*** Extracted data Section Begins ***

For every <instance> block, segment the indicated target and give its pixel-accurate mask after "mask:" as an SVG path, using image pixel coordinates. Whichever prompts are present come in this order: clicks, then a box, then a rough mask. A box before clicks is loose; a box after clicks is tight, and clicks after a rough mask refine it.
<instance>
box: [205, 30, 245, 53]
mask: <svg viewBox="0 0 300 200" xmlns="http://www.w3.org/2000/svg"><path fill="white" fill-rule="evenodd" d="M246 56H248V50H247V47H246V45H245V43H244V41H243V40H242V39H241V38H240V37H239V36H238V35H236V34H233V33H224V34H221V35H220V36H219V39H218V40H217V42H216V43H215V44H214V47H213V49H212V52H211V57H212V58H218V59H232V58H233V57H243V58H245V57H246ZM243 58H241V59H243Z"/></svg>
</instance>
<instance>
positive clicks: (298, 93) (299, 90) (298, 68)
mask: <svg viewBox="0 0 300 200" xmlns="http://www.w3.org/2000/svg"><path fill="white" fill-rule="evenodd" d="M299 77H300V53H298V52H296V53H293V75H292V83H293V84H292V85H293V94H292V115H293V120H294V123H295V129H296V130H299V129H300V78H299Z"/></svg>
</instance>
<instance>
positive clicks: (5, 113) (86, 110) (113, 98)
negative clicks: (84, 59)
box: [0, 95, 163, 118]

*** Extracted data Section Ends ***

▶ [Task prompt] Reproduce every single entry above exactly.

▶ [Solution to this problem]
For every <instance> block, segment the indicated target and give its pixel-accurate mask after "mask:" as an SVG path, using image pixel coordinates. Whichever prompts are present come in this order: clicks, then a box, then a rough mask. A box before clicks is loose; a box after clicks is tight, and clicks after a rough mask refine it.
<instance>
box: [205, 30, 245, 53]
mask: <svg viewBox="0 0 300 200" xmlns="http://www.w3.org/2000/svg"><path fill="white" fill-rule="evenodd" d="M246 56H248V50H247V47H246V45H245V43H244V41H243V40H242V39H241V38H240V37H239V36H238V35H236V34H233V33H224V34H221V35H220V36H219V39H218V40H217V42H216V43H215V44H214V47H213V49H212V52H211V57H212V58H218V59H232V58H233V57H243V58H245V57H246ZM243 58H241V59H243Z"/></svg>
</instance>
<instance>
positive clicks: (298, 93) (299, 90) (298, 68)
mask: <svg viewBox="0 0 300 200" xmlns="http://www.w3.org/2000/svg"><path fill="white" fill-rule="evenodd" d="M299 77H300V53H298V52H296V53H293V75H292V83H293V84H292V85H293V94H292V115H293V120H294V123H295V129H296V130H299V129H300V78H299Z"/></svg>
</instance>
<instance>
positive clicks: (5, 113) (86, 110) (113, 98)
negative clicks: (84, 59)
box: [0, 95, 163, 118]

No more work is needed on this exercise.